WHAT NEEDS TO BE DONE
Your result should be every line of the records below that contains the word "night".

(RECORDED DATA)

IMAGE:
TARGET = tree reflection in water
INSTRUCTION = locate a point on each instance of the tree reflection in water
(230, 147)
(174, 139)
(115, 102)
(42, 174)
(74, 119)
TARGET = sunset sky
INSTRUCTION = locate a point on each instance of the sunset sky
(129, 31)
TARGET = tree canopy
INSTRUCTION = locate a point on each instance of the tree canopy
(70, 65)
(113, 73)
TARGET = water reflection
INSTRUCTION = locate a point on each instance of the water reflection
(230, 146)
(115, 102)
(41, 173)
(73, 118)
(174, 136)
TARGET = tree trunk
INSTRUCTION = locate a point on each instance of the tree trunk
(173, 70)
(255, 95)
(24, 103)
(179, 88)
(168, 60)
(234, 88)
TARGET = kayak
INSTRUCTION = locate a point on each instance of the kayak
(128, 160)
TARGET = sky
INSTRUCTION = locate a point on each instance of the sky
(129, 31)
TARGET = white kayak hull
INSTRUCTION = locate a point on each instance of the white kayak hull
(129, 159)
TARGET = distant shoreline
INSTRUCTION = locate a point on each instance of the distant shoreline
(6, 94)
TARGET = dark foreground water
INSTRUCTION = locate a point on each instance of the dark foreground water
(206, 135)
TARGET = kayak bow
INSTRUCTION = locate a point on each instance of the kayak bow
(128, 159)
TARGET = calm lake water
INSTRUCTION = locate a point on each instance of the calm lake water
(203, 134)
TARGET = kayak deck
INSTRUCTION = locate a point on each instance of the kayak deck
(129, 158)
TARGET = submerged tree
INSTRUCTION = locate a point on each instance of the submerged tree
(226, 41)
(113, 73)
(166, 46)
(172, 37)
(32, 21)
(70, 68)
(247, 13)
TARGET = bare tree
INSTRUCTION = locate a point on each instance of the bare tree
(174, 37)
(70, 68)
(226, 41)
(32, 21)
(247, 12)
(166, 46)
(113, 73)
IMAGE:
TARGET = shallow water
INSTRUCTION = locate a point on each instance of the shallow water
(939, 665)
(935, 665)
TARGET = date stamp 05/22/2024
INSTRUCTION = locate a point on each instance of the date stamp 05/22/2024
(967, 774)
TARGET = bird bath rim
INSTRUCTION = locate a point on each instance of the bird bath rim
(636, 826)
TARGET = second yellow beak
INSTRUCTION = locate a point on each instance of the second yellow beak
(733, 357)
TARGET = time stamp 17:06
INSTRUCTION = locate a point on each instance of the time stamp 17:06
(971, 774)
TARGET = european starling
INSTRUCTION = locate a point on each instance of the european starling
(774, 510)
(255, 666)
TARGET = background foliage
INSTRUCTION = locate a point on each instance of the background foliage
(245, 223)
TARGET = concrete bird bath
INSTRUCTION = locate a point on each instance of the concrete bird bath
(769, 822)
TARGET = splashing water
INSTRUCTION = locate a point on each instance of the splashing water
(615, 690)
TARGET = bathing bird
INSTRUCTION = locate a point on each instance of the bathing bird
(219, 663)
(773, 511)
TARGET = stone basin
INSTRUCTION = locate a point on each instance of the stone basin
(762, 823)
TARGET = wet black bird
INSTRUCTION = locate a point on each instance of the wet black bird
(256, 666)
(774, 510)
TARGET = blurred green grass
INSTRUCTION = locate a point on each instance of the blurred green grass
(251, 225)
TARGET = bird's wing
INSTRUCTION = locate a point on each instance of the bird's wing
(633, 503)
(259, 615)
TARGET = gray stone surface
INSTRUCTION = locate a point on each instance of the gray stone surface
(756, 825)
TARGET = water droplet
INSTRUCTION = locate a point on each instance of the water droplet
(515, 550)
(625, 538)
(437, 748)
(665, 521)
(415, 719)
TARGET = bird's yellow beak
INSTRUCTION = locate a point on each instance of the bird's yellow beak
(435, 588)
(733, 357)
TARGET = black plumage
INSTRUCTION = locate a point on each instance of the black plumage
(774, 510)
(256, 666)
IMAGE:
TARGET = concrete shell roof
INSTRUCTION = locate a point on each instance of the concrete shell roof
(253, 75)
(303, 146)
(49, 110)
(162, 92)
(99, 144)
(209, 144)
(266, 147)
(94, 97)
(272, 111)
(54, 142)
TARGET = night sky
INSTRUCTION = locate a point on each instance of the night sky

(End RECORDED DATA)

SOLUTION
TARGET = night sky
INSTRUCTION = locate a point on each instance of the night sky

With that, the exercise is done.